+++ Source text
I didn’t know until today that I didn’t really believe that it happened.

But WHY do I not really believe that it happened?  There is plenty of evidence that it DID happen, but my memory has blocked it out, and I am constantly wanting to live as if it never happened at all.

That’s why, I suppose, it keeps tripping me up.  And my body reacts every time something reminds it of that thing I can’t/won’t remember.

And, of course, I can’t live as if it didn’t happen, because it had pretty drastic effects on my life.  Maybe if I can thank God for the effects, or, at least start by being thankful for some of them, I can really accept it, and move forward.

Magnificent anger, eternal pain, unimaginable love.

God’s anger is pure and good, and it reaches like a flood into every last corner of evil and injustice in His world.  I do not need to contemplate my own, muddy anger, but to let myself be caught up into His magnificent anger.

I can do this because, along with His magnificent anger goes His eternal pain – His anguish over the pain experienced by His fallen creation (Genesis 6:6 reflects 3:16 and 3:17).
++++++
▸ **What this exercise asks**:
• 1. Condense the paragraph of the source text beginning "And, of course, I can't live as if it didn't happen" into a shorter version that keeps its main points.
• 2. Reproduce the part of the source text that starts with the words "I didn’t know" and ends with "happened at all.".
The rows below come from a separate source, unrelated to the source text.
+++ Input data
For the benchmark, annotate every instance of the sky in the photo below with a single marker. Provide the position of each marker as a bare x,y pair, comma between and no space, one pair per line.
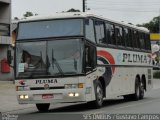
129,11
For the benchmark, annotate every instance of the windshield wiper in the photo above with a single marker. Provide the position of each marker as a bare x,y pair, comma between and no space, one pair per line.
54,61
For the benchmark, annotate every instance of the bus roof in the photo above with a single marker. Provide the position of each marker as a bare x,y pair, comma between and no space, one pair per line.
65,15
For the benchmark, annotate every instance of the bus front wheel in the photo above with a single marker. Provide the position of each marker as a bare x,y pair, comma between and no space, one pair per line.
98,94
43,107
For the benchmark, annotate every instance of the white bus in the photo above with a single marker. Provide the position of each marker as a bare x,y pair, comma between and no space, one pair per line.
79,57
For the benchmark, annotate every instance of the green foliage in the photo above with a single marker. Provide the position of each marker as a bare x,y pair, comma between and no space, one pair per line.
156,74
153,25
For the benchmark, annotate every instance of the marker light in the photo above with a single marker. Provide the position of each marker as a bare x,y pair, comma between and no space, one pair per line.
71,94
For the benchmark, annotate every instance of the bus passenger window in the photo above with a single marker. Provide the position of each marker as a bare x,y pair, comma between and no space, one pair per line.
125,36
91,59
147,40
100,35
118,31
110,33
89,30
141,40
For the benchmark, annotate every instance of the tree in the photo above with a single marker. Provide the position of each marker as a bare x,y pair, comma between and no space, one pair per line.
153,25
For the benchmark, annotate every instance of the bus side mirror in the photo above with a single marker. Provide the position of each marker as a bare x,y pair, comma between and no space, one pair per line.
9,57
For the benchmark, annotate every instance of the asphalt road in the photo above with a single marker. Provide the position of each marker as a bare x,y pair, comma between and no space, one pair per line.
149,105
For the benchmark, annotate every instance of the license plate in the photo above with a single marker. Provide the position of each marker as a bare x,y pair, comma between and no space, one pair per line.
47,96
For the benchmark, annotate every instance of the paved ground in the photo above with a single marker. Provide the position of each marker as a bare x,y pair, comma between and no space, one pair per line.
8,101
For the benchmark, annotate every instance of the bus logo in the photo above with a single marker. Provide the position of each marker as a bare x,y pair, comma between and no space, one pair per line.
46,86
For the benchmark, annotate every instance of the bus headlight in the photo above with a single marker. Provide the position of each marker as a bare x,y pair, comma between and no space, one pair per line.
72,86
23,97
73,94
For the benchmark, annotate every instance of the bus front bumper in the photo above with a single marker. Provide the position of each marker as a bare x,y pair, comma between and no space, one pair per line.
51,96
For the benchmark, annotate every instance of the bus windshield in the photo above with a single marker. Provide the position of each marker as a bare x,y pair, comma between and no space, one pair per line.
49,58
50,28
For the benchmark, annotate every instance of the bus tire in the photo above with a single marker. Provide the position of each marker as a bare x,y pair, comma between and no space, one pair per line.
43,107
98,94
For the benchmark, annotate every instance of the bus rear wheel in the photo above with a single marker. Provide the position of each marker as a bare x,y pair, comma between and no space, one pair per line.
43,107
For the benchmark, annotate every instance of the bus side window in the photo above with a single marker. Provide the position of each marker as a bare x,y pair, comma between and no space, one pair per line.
++++++
+++ Input data
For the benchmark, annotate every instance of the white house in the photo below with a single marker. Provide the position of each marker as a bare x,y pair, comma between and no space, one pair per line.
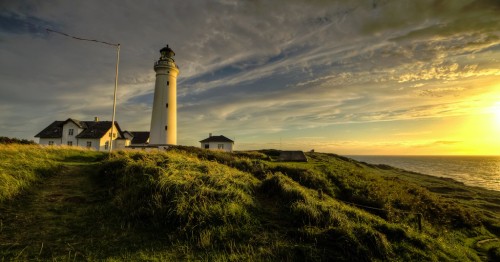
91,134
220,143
++++++
▸ **Expected results**:
• 1. I can't live as if it never happened, because it drastically affected my life. If I thank God for its effects, or at least start with some of them, I may truly accept it and move forward.

• 2.
I didn’t know until today that I didn’t really believe that it happened.

But WHY do I not really believe that it happened?  There is plenty of evidence that it DID happen, but my memory has blocked it out, and I am constantly wanting to live as if it never happened at all.